#### Task goal
Locate the line that contains "In the photo above, where can the front walkway". Copy it and every following line through the end of the records, exactly, and include nothing else.

— Start Provided records —

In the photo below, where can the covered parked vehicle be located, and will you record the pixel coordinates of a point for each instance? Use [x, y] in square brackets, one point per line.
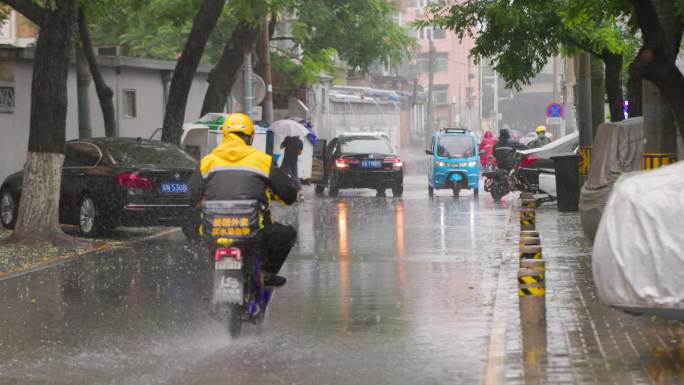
[618, 148]
[638, 255]
[107, 182]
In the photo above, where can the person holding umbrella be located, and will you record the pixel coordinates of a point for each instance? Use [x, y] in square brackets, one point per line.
[292, 147]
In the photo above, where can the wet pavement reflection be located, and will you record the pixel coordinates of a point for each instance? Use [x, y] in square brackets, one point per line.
[380, 291]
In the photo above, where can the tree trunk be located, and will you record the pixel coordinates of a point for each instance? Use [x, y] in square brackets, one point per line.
[184, 73]
[223, 75]
[613, 75]
[85, 130]
[38, 217]
[104, 93]
[661, 29]
[635, 90]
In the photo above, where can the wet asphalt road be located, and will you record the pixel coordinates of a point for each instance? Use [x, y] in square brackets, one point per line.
[380, 291]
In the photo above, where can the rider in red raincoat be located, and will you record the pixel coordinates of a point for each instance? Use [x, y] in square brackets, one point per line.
[487, 150]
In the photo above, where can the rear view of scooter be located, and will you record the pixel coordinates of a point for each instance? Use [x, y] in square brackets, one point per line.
[231, 230]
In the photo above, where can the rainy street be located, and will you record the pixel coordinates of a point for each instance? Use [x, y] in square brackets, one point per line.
[380, 291]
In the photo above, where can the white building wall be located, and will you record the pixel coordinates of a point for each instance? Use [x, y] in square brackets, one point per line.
[14, 126]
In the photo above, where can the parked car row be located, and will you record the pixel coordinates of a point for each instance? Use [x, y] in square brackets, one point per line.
[107, 182]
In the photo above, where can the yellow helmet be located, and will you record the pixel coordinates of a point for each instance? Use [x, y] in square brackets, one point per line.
[238, 123]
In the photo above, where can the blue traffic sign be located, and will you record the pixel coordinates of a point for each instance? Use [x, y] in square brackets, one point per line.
[554, 110]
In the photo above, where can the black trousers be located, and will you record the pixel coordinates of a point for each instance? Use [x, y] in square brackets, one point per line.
[277, 241]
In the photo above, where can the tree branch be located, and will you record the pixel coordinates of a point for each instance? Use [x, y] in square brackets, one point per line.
[104, 93]
[28, 8]
[283, 38]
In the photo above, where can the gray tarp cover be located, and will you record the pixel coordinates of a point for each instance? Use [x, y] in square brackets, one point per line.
[638, 257]
[618, 148]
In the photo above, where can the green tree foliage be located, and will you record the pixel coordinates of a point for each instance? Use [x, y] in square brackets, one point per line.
[360, 32]
[156, 29]
[519, 37]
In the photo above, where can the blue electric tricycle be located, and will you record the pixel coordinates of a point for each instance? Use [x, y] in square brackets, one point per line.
[453, 161]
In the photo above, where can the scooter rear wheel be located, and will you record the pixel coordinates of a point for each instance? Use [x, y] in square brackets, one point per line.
[498, 191]
[233, 314]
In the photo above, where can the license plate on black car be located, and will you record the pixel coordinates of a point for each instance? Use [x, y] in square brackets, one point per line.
[371, 163]
[174, 188]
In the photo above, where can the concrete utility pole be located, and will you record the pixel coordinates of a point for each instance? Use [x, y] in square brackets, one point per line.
[598, 86]
[555, 80]
[248, 94]
[430, 116]
[584, 115]
[497, 126]
[83, 80]
[266, 69]
[660, 126]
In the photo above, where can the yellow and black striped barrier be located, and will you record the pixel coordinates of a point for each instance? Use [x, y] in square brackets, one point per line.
[531, 252]
[653, 161]
[538, 265]
[528, 241]
[529, 233]
[585, 159]
[532, 296]
[527, 219]
[533, 277]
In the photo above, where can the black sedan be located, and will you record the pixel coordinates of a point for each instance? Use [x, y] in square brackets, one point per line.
[107, 182]
[362, 161]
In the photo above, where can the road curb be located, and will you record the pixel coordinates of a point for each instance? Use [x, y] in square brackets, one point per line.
[495, 363]
[100, 248]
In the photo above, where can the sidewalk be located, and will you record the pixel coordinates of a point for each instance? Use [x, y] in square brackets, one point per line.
[584, 342]
[16, 259]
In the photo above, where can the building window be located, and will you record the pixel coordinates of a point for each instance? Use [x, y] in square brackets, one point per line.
[129, 104]
[433, 33]
[441, 62]
[440, 94]
[6, 96]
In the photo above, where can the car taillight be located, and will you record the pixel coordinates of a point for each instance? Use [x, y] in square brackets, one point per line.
[345, 162]
[133, 180]
[396, 162]
[528, 160]
[227, 253]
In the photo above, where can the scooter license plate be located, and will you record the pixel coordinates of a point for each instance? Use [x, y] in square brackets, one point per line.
[228, 264]
[228, 289]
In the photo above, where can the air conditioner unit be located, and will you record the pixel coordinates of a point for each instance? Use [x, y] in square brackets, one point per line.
[109, 50]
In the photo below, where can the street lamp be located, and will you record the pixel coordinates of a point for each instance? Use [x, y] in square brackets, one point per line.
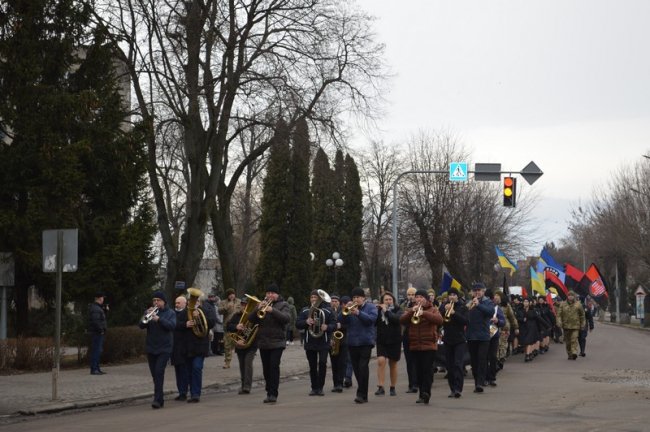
[334, 262]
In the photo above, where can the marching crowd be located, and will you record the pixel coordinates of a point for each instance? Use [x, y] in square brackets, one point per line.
[435, 334]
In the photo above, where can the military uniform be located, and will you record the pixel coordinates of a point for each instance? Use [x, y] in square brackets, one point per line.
[571, 318]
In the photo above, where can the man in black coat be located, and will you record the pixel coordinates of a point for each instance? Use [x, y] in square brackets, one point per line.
[319, 325]
[454, 314]
[97, 330]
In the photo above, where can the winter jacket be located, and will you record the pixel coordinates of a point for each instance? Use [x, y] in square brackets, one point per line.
[160, 334]
[423, 336]
[272, 333]
[361, 329]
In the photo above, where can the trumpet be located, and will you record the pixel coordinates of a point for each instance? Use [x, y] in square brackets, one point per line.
[264, 305]
[347, 310]
[448, 313]
[415, 319]
[149, 316]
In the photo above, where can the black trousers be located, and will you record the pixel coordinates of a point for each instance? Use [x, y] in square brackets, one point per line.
[478, 358]
[424, 367]
[360, 358]
[492, 357]
[455, 358]
[317, 367]
[157, 365]
[339, 363]
[271, 369]
[410, 365]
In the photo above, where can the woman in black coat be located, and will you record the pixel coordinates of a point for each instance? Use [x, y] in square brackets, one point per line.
[389, 341]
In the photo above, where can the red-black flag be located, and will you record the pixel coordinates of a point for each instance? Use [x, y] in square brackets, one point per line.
[594, 283]
[553, 281]
[573, 278]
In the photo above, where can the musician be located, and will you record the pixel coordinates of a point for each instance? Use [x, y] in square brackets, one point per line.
[423, 341]
[271, 337]
[339, 360]
[571, 318]
[160, 339]
[179, 350]
[97, 330]
[454, 323]
[198, 347]
[228, 307]
[245, 355]
[410, 363]
[389, 342]
[318, 328]
[360, 322]
[481, 311]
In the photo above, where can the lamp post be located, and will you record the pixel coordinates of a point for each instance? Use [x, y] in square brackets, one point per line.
[334, 262]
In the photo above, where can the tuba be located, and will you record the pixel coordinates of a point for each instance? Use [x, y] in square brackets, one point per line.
[200, 328]
[244, 338]
[318, 315]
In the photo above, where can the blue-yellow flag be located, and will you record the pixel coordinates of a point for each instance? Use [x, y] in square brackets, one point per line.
[504, 262]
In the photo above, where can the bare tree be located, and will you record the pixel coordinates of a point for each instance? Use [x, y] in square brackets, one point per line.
[380, 166]
[216, 69]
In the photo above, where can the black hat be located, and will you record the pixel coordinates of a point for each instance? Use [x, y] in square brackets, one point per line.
[422, 293]
[478, 285]
[273, 288]
[161, 295]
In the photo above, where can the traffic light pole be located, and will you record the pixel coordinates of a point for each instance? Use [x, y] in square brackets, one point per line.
[530, 173]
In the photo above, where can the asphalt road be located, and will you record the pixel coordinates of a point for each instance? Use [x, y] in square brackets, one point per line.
[609, 390]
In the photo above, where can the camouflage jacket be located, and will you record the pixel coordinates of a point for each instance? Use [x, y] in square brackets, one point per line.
[571, 316]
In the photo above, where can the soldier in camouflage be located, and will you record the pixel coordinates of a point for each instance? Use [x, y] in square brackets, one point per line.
[571, 318]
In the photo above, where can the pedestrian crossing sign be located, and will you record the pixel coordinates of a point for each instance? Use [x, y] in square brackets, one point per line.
[458, 171]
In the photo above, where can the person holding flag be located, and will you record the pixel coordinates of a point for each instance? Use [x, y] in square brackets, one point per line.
[571, 318]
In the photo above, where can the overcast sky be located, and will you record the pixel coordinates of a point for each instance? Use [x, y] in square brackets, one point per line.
[564, 83]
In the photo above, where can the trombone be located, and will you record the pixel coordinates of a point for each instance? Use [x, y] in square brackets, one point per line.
[347, 310]
[415, 319]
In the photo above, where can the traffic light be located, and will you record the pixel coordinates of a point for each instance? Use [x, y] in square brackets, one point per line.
[509, 191]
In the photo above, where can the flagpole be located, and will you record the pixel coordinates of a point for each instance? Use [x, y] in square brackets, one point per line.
[618, 303]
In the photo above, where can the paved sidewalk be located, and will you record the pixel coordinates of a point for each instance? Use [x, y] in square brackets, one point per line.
[31, 393]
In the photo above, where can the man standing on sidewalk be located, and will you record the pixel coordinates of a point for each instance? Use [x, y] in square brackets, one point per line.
[97, 330]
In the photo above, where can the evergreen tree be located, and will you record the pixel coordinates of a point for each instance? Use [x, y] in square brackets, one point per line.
[297, 282]
[324, 198]
[351, 238]
[276, 205]
[66, 160]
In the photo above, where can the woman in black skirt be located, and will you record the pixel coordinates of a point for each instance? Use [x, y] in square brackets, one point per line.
[389, 341]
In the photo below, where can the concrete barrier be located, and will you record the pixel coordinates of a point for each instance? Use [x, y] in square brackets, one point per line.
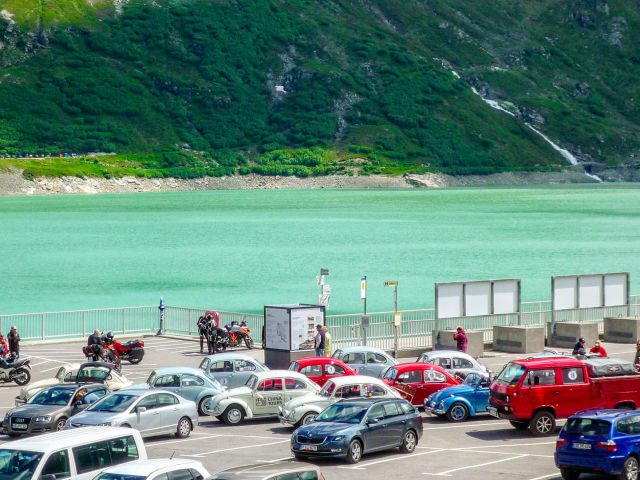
[475, 342]
[518, 339]
[567, 334]
[621, 329]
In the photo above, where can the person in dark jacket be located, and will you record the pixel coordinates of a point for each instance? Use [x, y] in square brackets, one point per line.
[461, 339]
[14, 342]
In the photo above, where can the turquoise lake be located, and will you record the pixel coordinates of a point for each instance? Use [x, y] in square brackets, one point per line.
[240, 250]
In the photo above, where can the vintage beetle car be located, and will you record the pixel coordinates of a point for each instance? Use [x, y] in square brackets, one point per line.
[321, 369]
[456, 363]
[98, 372]
[303, 410]
[365, 360]
[260, 397]
[462, 401]
[416, 381]
[189, 383]
[231, 369]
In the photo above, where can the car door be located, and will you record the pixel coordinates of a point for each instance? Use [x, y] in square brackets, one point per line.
[147, 421]
[190, 386]
[268, 395]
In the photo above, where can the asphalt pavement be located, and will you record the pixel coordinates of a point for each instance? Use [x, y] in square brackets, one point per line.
[481, 448]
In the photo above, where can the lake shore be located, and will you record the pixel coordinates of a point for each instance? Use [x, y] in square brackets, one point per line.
[13, 183]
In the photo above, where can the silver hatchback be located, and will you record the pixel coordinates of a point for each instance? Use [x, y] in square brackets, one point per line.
[154, 412]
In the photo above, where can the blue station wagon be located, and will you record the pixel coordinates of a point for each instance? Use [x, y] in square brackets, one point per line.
[600, 441]
[351, 428]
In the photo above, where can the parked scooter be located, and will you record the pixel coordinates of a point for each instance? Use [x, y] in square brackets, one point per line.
[12, 370]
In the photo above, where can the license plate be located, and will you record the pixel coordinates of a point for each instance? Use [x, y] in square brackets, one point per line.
[582, 446]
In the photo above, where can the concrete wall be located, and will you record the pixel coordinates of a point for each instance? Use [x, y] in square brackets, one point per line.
[567, 334]
[621, 329]
[475, 342]
[518, 339]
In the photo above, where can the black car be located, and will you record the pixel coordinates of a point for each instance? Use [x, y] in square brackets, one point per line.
[351, 428]
[50, 408]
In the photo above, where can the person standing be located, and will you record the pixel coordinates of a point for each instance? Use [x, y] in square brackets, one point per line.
[327, 341]
[318, 341]
[461, 339]
[14, 342]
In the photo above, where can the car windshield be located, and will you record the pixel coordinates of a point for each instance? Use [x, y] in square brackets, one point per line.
[588, 426]
[113, 403]
[18, 464]
[52, 396]
[511, 374]
[341, 413]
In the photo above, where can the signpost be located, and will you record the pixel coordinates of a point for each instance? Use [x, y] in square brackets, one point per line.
[397, 317]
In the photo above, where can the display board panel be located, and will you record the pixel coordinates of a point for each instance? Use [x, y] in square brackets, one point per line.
[506, 296]
[615, 289]
[449, 300]
[590, 291]
[477, 298]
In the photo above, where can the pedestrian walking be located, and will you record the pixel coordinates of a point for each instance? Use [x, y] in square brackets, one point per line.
[461, 339]
[327, 341]
[319, 341]
[14, 341]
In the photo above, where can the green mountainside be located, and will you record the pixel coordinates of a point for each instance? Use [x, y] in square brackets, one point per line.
[311, 87]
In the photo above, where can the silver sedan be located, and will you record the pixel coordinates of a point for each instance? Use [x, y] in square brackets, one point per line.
[154, 412]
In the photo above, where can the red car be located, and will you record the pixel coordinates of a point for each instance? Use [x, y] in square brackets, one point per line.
[321, 369]
[416, 381]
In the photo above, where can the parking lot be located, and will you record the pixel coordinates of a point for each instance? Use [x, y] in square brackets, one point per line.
[484, 448]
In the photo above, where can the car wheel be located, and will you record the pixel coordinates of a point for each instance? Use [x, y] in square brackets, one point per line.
[409, 442]
[568, 474]
[354, 454]
[629, 469]
[184, 428]
[61, 423]
[543, 423]
[458, 412]
[233, 415]
[201, 403]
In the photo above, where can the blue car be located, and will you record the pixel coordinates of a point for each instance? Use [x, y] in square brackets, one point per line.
[600, 441]
[351, 428]
[462, 401]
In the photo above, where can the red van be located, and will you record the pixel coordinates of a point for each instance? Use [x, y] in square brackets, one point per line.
[321, 369]
[533, 393]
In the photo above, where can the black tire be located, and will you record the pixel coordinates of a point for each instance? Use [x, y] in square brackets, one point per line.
[629, 470]
[60, 423]
[458, 412]
[409, 442]
[233, 415]
[201, 403]
[518, 425]
[183, 430]
[568, 474]
[22, 376]
[354, 452]
[543, 423]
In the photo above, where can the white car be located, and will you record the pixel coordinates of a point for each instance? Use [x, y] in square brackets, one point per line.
[68, 373]
[157, 469]
[260, 397]
[303, 410]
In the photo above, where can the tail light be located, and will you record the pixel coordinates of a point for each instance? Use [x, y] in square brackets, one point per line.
[609, 446]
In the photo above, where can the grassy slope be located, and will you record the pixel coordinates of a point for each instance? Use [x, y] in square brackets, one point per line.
[202, 73]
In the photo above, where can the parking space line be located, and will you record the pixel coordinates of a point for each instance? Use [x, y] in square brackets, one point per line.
[447, 473]
[204, 454]
[364, 465]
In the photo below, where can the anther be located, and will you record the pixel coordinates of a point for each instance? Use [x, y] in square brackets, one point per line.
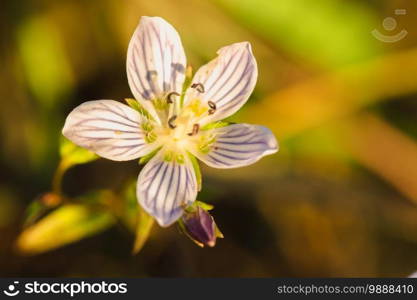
[212, 106]
[196, 128]
[170, 95]
[171, 122]
[199, 87]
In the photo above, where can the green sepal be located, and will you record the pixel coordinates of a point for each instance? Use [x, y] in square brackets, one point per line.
[218, 124]
[197, 170]
[133, 103]
[182, 229]
[148, 157]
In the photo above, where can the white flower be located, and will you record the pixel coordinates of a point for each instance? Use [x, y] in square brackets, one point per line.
[172, 124]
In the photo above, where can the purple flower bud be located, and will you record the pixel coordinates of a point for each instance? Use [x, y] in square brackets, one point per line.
[199, 225]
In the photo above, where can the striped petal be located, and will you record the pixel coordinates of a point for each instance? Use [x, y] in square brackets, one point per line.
[235, 146]
[164, 187]
[155, 61]
[108, 128]
[228, 80]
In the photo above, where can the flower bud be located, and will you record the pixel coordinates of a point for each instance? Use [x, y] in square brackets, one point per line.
[199, 225]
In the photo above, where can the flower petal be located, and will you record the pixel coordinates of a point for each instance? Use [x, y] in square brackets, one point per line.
[164, 187]
[236, 145]
[108, 128]
[228, 80]
[155, 61]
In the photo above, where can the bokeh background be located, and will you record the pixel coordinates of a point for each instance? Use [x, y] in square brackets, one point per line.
[339, 199]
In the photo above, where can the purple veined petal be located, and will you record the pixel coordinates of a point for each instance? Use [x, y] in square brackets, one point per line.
[164, 187]
[109, 129]
[236, 145]
[155, 61]
[228, 80]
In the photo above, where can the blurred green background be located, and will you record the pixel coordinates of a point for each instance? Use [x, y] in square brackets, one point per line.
[339, 199]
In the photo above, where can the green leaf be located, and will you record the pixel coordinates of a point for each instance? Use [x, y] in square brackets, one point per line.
[143, 229]
[67, 224]
[197, 170]
[133, 103]
[72, 154]
[40, 206]
[327, 32]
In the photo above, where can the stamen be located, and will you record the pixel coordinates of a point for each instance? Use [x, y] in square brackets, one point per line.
[171, 122]
[196, 128]
[212, 106]
[170, 95]
[199, 87]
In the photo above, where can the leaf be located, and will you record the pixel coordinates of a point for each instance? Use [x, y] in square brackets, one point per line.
[40, 206]
[67, 224]
[197, 170]
[327, 32]
[72, 154]
[143, 229]
[133, 103]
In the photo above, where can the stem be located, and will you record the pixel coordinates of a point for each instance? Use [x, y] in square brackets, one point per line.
[58, 175]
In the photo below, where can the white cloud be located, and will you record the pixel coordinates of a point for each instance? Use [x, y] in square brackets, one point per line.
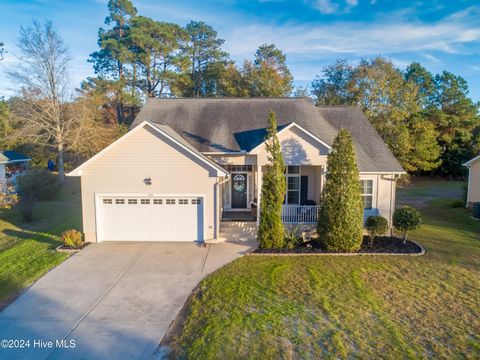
[449, 35]
[334, 6]
[431, 58]
[326, 6]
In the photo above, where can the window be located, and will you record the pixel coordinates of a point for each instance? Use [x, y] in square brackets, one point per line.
[238, 168]
[366, 187]
[293, 185]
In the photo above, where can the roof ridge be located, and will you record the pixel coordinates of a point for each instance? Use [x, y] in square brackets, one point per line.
[235, 98]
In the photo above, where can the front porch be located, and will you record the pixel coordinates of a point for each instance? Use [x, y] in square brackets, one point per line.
[241, 193]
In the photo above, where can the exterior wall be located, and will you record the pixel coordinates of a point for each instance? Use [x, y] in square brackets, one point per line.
[234, 159]
[310, 171]
[147, 154]
[474, 183]
[3, 179]
[384, 194]
[298, 149]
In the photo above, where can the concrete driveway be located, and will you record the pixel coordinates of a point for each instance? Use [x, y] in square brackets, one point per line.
[109, 301]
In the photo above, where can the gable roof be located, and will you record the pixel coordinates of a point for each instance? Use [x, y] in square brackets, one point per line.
[10, 156]
[165, 130]
[238, 125]
[289, 126]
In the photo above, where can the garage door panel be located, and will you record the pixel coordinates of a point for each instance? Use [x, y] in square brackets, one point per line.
[157, 218]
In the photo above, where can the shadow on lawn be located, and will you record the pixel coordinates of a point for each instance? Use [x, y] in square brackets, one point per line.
[31, 235]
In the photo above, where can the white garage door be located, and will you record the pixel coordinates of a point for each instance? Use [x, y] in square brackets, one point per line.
[156, 218]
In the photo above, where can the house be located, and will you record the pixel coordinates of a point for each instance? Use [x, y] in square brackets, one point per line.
[12, 165]
[187, 166]
[473, 190]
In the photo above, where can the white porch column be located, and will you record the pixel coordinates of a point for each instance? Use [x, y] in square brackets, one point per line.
[324, 172]
[259, 190]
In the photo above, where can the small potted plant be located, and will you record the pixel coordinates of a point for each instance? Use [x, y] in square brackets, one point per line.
[72, 241]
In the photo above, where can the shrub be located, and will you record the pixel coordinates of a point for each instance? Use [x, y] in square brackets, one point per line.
[292, 237]
[340, 219]
[72, 239]
[270, 229]
[406, 219]
[376, 226]
[38, 184]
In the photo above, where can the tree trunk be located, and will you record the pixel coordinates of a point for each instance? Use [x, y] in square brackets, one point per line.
[60, 160]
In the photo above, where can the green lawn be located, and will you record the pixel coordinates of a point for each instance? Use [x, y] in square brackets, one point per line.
[27, 250]
[348, 307]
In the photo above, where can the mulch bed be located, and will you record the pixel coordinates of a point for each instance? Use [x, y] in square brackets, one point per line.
[63, 248]
[381, 245]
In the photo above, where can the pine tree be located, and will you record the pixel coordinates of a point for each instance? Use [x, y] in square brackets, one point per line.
[340, 220]
[270, 230]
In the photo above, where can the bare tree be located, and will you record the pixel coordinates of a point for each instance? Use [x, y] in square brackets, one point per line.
[41, 73]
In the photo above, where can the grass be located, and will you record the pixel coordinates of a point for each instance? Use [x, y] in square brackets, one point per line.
[352, 307]
[27, 250]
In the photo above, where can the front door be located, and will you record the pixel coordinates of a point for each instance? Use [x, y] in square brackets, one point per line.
[239, 191]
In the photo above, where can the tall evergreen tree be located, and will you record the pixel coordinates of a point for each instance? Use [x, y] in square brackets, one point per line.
[207, 59]
[269, 75]
[270, 230]
[157, 51]
[455, 117]
[114, 56]
[340, 219]
[333, 87]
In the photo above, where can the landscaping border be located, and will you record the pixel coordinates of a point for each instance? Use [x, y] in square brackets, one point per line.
[422, 252]
[63, 249]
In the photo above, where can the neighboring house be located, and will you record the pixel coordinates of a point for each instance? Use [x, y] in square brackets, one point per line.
[473, 192]
[187, 165]
[12, 165]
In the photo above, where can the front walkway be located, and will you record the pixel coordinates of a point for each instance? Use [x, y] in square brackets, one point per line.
[114, 300]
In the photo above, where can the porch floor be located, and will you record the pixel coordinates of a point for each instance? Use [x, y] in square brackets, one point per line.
[238, 216]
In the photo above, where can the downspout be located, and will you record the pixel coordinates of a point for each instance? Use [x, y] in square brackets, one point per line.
[468, 186]
[217, 192]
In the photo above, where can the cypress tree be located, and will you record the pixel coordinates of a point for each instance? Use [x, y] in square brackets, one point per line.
[340, 220]
[270, 230]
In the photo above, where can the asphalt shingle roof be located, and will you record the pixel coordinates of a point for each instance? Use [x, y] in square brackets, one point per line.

— End Provided records —

#### Task result
In the photo above, where can the front walkway be located, and will you record the pixel coordinates of a point for each instance? Use [x, y] in square brackets, one point per line.
[114, 300]
In the photo above, where can the porch floor be located, and will you record the pixel coordinates of a point for each instance? Use [x, y] in square brackets, one point per line.
[238, 216]
In the photo above, where can the downspout be located, and will you record the pixel coordinates of a point for each instance? Use [x, y] in square brackets, one point per line.
[468, 186]
[217, 192]
In the photo above, where can the cypress tree be located, and will you record the pixel coordinates of a point for each instance? Use [x, y] in square brackets, one point per line.
[340, 220]
[270, 230]
In the photo above, where can the asphalt shingle roof be located, and will you record the pixel coordinates of a point for each instance? Use [x, y] in square brackets, one point per line.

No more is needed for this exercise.